* DIRECTIONS
Convert the listing below into a Markdown table with the columns "Row" and "Listing line," giving each line its own numbered row and skipping blank lines. Leave the pictures out.

○ ○ ○ ○ ○ ○ ○

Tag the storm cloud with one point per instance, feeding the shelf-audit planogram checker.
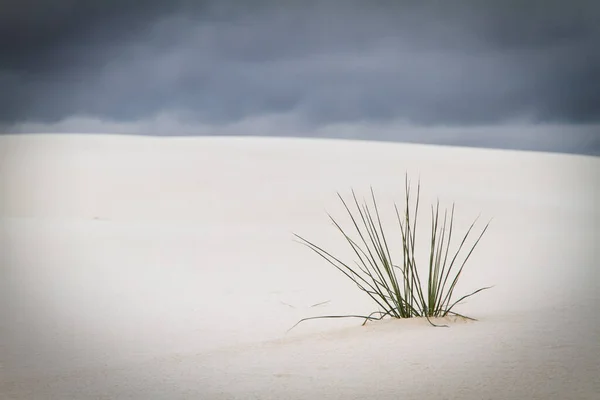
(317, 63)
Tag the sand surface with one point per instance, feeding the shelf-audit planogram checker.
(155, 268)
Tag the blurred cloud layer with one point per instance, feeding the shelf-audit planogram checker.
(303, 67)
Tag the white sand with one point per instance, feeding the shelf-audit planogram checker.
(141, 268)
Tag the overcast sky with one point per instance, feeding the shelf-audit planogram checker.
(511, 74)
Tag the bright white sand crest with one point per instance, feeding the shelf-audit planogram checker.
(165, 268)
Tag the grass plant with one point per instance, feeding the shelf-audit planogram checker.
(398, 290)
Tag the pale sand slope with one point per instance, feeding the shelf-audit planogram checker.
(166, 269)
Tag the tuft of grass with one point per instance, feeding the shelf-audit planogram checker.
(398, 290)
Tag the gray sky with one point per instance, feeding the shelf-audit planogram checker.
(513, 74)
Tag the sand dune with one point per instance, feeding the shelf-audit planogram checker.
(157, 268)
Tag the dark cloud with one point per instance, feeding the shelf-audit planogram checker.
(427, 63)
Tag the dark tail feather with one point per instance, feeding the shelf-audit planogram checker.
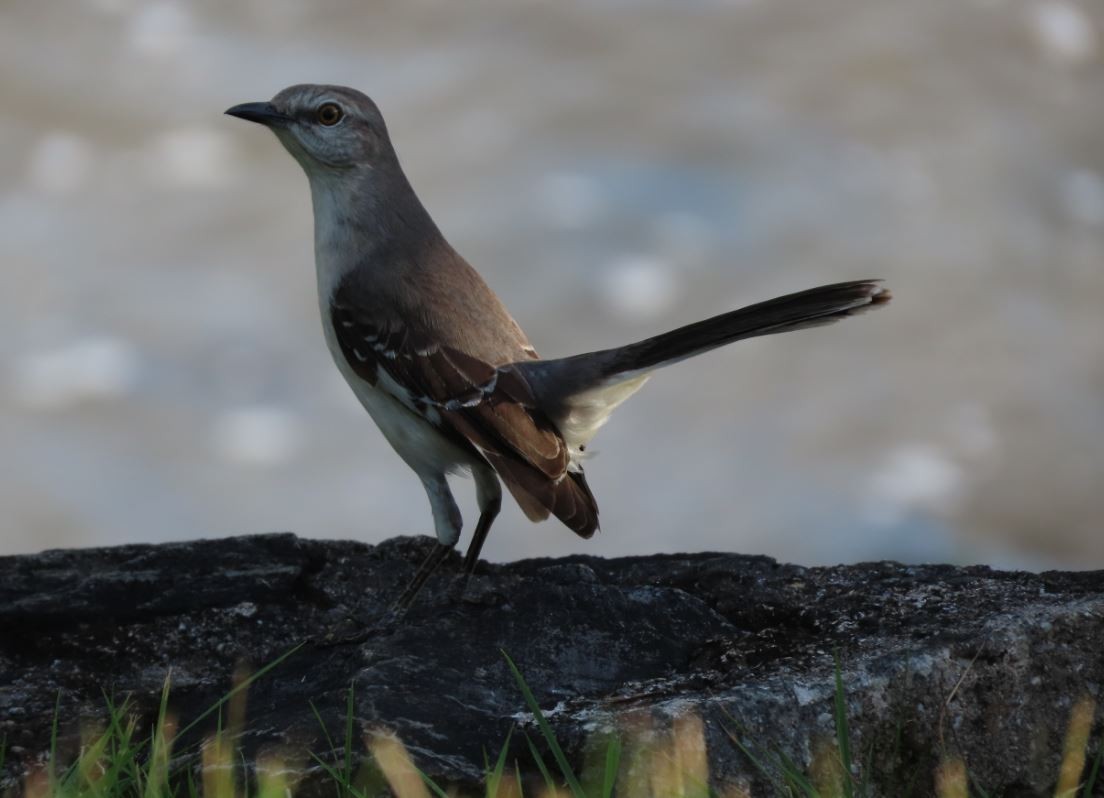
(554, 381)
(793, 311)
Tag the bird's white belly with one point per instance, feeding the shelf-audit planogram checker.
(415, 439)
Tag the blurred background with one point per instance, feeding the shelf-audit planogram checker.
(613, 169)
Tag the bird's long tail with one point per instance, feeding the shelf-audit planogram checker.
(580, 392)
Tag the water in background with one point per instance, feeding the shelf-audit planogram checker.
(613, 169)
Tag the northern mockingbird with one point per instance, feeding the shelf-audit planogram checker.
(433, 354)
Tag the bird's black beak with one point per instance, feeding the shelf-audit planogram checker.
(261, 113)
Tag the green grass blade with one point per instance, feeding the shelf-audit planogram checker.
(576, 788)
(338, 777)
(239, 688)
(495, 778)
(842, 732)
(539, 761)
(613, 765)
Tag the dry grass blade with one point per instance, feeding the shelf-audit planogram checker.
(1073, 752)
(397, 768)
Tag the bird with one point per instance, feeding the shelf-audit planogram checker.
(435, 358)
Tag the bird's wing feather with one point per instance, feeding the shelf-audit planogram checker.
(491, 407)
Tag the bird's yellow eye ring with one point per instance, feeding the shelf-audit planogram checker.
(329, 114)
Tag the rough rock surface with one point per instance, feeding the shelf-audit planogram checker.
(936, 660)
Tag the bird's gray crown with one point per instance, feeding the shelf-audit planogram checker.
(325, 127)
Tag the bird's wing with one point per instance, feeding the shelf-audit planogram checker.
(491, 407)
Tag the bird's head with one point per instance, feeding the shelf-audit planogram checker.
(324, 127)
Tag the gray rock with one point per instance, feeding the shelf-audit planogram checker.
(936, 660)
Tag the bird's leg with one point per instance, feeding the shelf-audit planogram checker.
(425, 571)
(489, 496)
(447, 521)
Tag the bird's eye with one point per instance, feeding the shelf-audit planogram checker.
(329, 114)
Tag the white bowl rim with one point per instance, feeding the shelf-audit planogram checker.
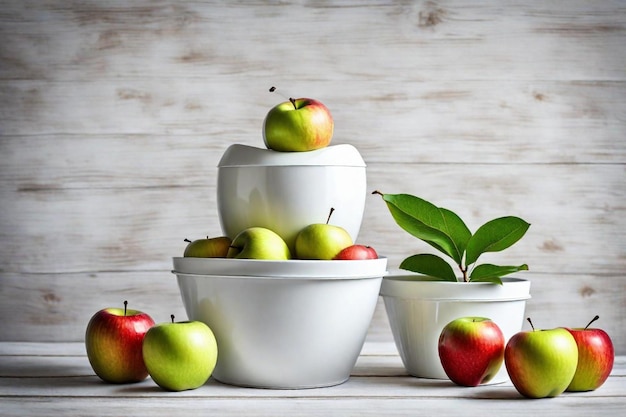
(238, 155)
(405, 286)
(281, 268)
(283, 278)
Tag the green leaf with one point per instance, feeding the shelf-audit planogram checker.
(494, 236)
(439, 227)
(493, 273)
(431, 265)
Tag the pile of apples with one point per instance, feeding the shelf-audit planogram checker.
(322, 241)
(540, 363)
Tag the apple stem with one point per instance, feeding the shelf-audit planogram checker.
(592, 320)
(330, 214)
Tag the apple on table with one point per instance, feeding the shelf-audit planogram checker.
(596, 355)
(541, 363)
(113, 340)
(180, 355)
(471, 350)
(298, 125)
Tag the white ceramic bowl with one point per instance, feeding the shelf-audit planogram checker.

○ ○ ○ ○ ○ ○ ○

* FINAL RESULT
| Row | Listing line |
|---|---|
| 1 | Tag the storm cloud with one point per instance, feeding the shelf-audit planogram checker. |
| 2 | (317, 63) |
| 3 | Tag the sand surface with one point per instance, feeding the shelf-audit planogram checker. |
| 4 | (155, 268) |
| 5 | Tag the blurred cloud layer with one point per instance, feeding the shelf-audit planogram checker. |
| 6 | (303, 67) |
| 7 | Tag the white sand with one point per instance, feeding the shelf-audit planogram checker. |
| 8 | (141, 268) |
| 9 | Tag the overcast sky with one point per instance, feeding the shelf-audit planogram checker. |
| 10 | (511, 74) |
| 11 | Tag the bright white sand crest with one point per instance, feeding the shelf-audit planogram checker. |
| 12 | (165, 268) |
| 13 | Tag the grass plant with one point per instance, feeding the shelf-audit planogram checker. |
| 14 | (398, 290) |
| 15 | Tag the pale sand slope with one point per instance, feeding the shelf-audit planogram checker. |
| 16 | (166, 269) |
| 17 | Tag the tuft of grass with one point per instance, feeding the shelf-audit planogram checker. |
| 18 | (398, 290) |
| 19 | Tag the gray sky with one point per instance, feeding the shelf-audit planogram checker. |
| 20 | (513, 74) |
| 21 | Tag the sand dune with one point per instance, feeding the shelf-audit planogram checker. |
| 22 | (157, 268) |
| 23 | Tag the dark cloud with one point per instance, feeding the shelf-audit planogram checker. |
| 24 | (427, 63) |
| 25 | Tag the dark tail feather with one point per instance, feeding the shelf-audit planogram checker. |
| 26 | (554, 381) |
| 27 | (793, 311) |
| 28 | Tag the bird's white belly with one point per instance, feeding the shelf-audit planogram checker. |
| 29 | (415, 439) |
| 30 | Tag the blurred background with one point per instance, feeding the shelf-audit planogram checker. |
| 31 | (613, 169) |
| 32 | Tag the bird's long tail with one point per instance, feeding the shelf-audit planogram checker. |
| 33 | (580, 392) |
| 34 | Tag the water in background with one point per instance, feeding the shelf-audit planogram checker. |
| 35 | (613, 169) |
| 36 | Tag the northern mockingbird with one point per instance, feeding the shelf-audit planogram checker. |
| 37 | (433, 354) |
| 38 | Tag the bird's black beak with one point per instance, feeding the shelf-audit planogram checker. |
| 39 | (261, 113) |
| 40 | Tag the green grass blade with one point per instance, feeding the shelf-audit planogram checker. |
| 41 | (576, 788) |
| 42 | (338, 777) |
| 43 | (239, 688) |
| 44 | (495, 778) |
| 45 | (842, 732) |
| 46 | (539, 761) |
| 47 | (613, 765) |
| 48 | Tag the dry grass blade with one point per instance, feeding the shelf-audit planogram checker. |
| 49 | (1073, 752) |
| 50 | (397, 768) |
| 51 | Tag the bird with one point per instance, feeding the shelf-audit planogram checker. |
| 52 | (435, 358) |
| 53 | Tag the bird's wing feather with one point per instance, feeding the shelf-audit planogram checker. |
| 54 | (491, 407) |
| 55 | Tag the bird's yellow eye ring with one point per instance, feeding the shelf-audit planogram checker. |
| 56 | (329, 114) |
| 57 | Tag the rough rock surface with one point per instance, feeding the shelf-audit planogram checker. |
| 58 | (936, 660) |
| 59 | Tag the bird's gray crown with one point per instance, feeding the shelf-audit planogram checker. |
| 60 | (325, 127) |
| 61 | Tag the bird's wing with one point per instance, feeding the shelf-audit planogram checker. |
| 62 | (491, 407) |
| 63 | Tag the bird's head with one point per instance, feeding the shelf-audit planogram checker. |
| 64 | (324, 127) |
| 65 | Tag the gray rock with one point per instance, feeding the shelf-audit planogram checker. |
| 66 | (936, 660) |
| 67 | Tag the bird's leg with one point per instance, feeding the shelf-audit planogram checker. |
| 68 | (425, 571) |
| 69 | (489, 496) |
| 70 | (447, 521) |
| 71 | Tag the bird's eye with one point per instance, feeding the shelf-audit planogram checker. |
| 72 | (329, 114) |
| 73 | Tag the white bowl rim with one point per instance, feeding the shelf-audit planogram checker. |
| 74 | (238, 155) |
| 75 | (405, 286) |
| 76 | (281, 268) |
| 77 | (283, 278) |
| 78 | Tag the green leaf with one point per instance, feeding the shelf-audit planogram checker. |
| 79 | (494, 236) |
| 80 | (439, 227) |
| 81 | (493, 273) |
| 82 | (431, 265) |
| 83 | Tag the pile of apples with one point per instance, feeding the shelf-audit planogram checker. |
| 84 | (322, 241) |
| 85 | (540, 363) |
| 86 | Tag the apple stem with one point per instance, feeding the shelf-audit planogram checker. |
| 87 | (592, 320) |
| 88 | (330, 214) |
| 89 | Tag the apple on table with one point per instance, feeding the shelf-audit planogram checker. |
| 90 | (596, 355) |
| 91 | (541, 363) |
| 92 | (113, 340) |
| 93 | (180, 355) |
| 94 | (471, 350) |
| 95 | (298, 125) |
| 96 | Tag the white ceramic bowl with one point per instance, feeding the shelf-audit planogram checker. |